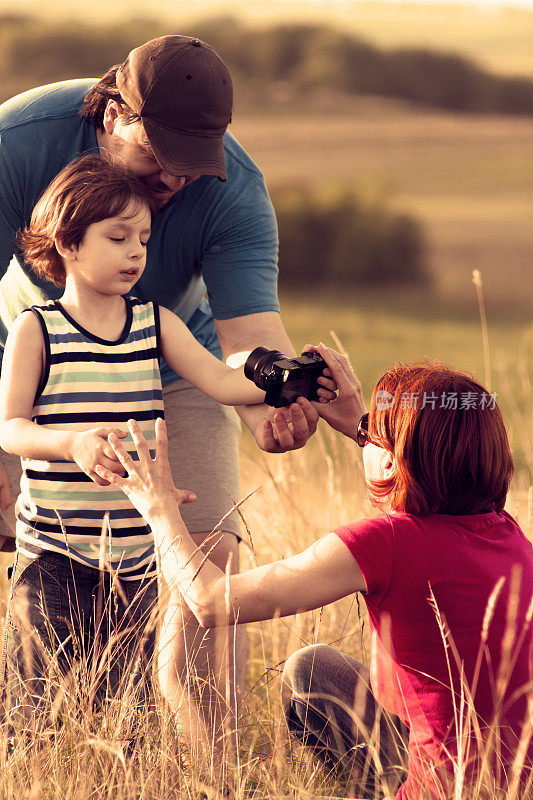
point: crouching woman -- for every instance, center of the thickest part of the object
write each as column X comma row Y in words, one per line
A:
column 447, row 577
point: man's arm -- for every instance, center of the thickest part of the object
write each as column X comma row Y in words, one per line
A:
column 239, row 335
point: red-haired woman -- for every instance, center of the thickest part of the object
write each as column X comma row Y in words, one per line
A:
column 447, row 576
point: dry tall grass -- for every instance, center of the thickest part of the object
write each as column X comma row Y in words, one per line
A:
column 125, row 750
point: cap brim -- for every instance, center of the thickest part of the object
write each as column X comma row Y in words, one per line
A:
column 186, row 154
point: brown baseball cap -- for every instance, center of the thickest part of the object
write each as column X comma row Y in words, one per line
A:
column 183, row 92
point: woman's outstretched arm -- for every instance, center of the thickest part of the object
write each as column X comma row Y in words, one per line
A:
column 325, row 572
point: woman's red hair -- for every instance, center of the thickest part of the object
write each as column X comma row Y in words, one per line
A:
column 447, row 435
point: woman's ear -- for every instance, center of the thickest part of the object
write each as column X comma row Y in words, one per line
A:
column 112, row 112
column 68, row 252
column 389, row 467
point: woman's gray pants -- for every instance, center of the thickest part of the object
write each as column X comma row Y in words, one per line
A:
column 330, row 708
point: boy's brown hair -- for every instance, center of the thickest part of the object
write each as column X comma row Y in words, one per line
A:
column 88, row 190
column 448, row 438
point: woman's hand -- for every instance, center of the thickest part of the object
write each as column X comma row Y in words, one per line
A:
column 149, row 483
column 344, row 412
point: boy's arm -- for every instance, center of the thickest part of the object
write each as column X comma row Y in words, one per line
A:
column 192, row 361
column 22, row 368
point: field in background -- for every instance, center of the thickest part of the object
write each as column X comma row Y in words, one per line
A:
column 468, row 179
column 499, row 38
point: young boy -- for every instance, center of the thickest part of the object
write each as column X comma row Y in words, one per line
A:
column 74, row 370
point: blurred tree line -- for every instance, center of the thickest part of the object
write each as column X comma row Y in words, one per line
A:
column 334, row 238
column 300, row 58
column 337, row 239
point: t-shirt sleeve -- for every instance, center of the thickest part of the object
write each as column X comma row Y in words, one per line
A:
column 371, row 543
column 239, row 262
column 11, row 216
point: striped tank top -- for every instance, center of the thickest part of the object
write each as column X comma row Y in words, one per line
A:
column 87, row 383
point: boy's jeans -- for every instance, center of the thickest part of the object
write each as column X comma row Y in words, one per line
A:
column 70, row 630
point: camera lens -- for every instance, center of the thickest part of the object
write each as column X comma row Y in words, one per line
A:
column 259, row 363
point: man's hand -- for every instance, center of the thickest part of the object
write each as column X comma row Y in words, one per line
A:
column 288, row 428
column 346, row 410
column 91, row 448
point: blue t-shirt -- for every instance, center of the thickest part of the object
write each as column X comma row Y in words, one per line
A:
column 214, row 236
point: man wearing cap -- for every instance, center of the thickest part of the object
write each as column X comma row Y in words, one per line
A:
column 164, row 113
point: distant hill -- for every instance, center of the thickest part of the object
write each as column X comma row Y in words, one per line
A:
column 500, row 38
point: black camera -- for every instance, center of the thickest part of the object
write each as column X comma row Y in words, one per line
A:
column 282, row 378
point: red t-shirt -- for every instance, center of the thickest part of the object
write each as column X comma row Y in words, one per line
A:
column 406, row 559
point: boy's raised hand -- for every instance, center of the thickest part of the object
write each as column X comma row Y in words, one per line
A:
column 149, row 483
column 91, row 448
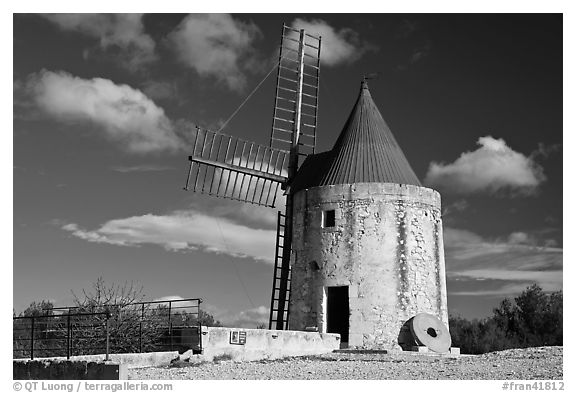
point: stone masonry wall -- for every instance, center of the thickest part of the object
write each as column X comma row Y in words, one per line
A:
column 386, row 247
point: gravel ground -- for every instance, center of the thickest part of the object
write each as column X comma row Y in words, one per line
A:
column 543, row 363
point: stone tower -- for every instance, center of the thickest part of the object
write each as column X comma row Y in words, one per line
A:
column 367, row 243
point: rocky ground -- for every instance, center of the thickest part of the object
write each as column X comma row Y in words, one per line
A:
column 542, row 363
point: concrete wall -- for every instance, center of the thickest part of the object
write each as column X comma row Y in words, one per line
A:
column 67, row 369
column 130, row 360
column 386, row 247
column 266, row 344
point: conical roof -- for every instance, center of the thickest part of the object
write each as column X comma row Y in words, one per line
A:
column 365, row 152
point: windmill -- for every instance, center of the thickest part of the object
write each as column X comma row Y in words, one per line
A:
column 229, row 167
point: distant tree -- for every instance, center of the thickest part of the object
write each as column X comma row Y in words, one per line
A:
column 132, row 323
column 534, row 318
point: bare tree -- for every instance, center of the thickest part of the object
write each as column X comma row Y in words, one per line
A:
column 132, row 326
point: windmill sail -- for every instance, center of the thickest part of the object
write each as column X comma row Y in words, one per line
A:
column 296, row 102
column 229, row 167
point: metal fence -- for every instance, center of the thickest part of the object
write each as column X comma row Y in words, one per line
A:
column 132, row 328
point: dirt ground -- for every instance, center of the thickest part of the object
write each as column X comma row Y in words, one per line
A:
column 541, row 363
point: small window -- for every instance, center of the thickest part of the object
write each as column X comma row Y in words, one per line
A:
column 328, row 218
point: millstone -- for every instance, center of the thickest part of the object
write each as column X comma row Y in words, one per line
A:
column 430, row 331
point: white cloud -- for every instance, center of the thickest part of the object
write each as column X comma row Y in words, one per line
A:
column 338, row 46
column 216, row 45
column 142, row 168
column 123, row 31
column 494, row 167
column 124, row 114
column 513, row 264
column 184, row 230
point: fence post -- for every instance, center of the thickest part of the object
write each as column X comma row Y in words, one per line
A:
column 68, row 336
column 107, row 338
column 170, row 323
column 32, row 341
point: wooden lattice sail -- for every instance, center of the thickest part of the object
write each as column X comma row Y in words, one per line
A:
column 229, row 167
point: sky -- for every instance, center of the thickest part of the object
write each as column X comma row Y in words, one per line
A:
column 104, row 107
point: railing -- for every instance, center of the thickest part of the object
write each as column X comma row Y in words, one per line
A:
column 136, row 327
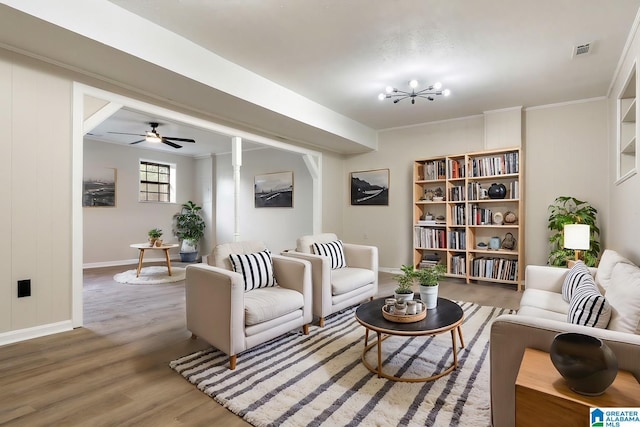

--------------------------------

■ ASSIGNMENT ■
Copy all lines from the material that contain "distant".

■ ANSWER ■
point: distant hill -- for every instance, center of the thickest part of the object
point: distant tree -- for every instance, center of the thickest part of the object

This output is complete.